### Task inputs:
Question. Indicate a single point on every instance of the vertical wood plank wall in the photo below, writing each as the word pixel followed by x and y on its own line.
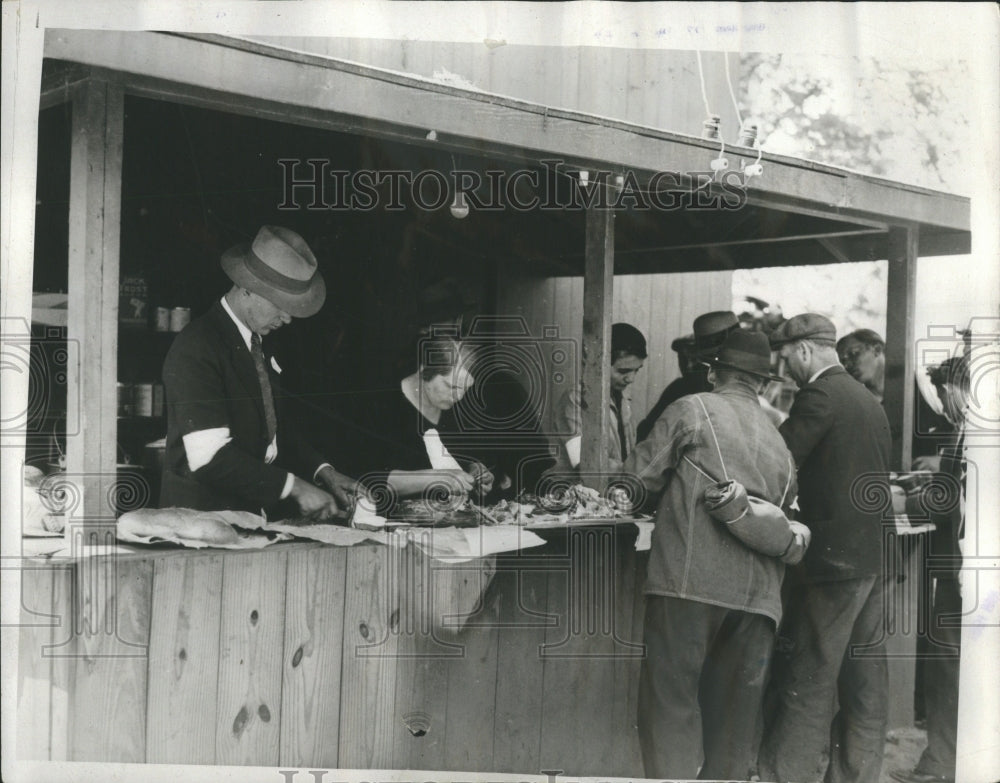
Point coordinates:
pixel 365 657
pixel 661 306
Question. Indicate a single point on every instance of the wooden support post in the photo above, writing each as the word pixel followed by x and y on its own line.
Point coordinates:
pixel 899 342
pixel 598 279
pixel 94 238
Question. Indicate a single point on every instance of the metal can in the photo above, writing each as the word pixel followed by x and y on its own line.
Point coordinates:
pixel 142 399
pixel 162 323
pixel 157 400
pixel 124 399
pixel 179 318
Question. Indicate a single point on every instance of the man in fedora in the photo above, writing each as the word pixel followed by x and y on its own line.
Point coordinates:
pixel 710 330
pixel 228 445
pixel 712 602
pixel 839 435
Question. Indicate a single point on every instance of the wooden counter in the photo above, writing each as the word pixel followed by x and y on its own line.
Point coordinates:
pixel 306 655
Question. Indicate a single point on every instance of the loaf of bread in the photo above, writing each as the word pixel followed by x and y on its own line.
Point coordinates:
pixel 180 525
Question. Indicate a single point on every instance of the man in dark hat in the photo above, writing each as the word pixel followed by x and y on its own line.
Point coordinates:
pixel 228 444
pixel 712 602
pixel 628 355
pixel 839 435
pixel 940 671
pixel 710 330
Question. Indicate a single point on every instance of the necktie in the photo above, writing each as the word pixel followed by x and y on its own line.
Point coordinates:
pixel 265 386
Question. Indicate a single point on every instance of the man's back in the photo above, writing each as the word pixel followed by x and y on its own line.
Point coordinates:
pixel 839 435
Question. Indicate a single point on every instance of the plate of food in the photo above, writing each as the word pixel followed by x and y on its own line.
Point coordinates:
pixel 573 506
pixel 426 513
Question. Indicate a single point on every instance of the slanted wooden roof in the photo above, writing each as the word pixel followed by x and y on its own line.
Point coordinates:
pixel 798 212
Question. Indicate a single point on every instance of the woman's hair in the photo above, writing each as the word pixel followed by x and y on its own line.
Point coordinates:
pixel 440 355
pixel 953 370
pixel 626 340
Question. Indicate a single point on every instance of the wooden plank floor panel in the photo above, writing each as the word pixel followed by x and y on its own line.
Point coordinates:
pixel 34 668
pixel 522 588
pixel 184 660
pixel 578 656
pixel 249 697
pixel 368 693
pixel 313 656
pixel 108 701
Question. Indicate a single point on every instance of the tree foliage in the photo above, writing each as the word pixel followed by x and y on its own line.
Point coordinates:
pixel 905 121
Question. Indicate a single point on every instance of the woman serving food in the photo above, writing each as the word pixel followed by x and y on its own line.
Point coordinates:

### Work to be completed:
Put the lines of the records starting at the line that contains "man in fedora" and ending at the line that contains "pixel 306 655" into a numbered list, with both of those lines included and blank lines left out.

### Complete output:
1. Question. Indicate a single point on every instance of the man in fedora in the photo above, writing each as the word pixel followed by x and y on its own line.
2. Point coordinates:
3. pixel 710 330
4. pixel 228 445
5. pixel 712 602
6. pixel 839 435
7. Question. Indicate a single point on every instance of the wooden counter in the photo above, writing each as the word pixel followed by x and y on its own line.
8. Point coordinates:
9. pixel 306 655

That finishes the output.